*** Opening Record excerpts ***

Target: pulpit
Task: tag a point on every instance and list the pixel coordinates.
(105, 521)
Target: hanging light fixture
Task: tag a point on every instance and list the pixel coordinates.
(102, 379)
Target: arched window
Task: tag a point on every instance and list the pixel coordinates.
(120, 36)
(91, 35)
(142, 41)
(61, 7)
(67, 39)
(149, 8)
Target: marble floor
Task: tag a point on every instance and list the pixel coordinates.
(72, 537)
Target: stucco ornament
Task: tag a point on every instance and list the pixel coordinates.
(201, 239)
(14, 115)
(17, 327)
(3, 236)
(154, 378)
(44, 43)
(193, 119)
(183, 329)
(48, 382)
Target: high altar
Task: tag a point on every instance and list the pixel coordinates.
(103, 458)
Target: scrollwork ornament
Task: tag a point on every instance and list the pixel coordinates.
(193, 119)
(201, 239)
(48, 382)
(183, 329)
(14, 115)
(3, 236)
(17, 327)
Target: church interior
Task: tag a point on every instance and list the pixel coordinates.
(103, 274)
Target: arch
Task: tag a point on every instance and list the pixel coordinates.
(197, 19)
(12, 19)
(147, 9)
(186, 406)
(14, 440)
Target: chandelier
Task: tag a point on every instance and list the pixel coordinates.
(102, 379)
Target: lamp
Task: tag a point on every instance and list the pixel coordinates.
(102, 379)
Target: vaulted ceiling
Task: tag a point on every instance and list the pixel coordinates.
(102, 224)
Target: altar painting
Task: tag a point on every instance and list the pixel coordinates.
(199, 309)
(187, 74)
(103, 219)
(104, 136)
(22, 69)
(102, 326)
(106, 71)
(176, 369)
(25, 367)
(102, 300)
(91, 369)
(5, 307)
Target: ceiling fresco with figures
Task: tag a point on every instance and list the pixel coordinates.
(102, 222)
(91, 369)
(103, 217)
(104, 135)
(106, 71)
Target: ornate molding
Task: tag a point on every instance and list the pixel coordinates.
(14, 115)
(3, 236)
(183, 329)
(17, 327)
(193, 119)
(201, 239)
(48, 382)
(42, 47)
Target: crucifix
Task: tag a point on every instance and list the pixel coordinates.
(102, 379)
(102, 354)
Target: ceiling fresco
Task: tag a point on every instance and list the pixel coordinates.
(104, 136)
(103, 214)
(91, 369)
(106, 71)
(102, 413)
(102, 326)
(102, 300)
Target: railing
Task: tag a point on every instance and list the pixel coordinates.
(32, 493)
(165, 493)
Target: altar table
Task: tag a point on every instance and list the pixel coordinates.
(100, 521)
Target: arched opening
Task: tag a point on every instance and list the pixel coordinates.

*** Closing Record excerpts ***

Scan the entries above and copy each line where "arched" occurs.

■ Output of the task ■
Target: arched window
Target: arched opening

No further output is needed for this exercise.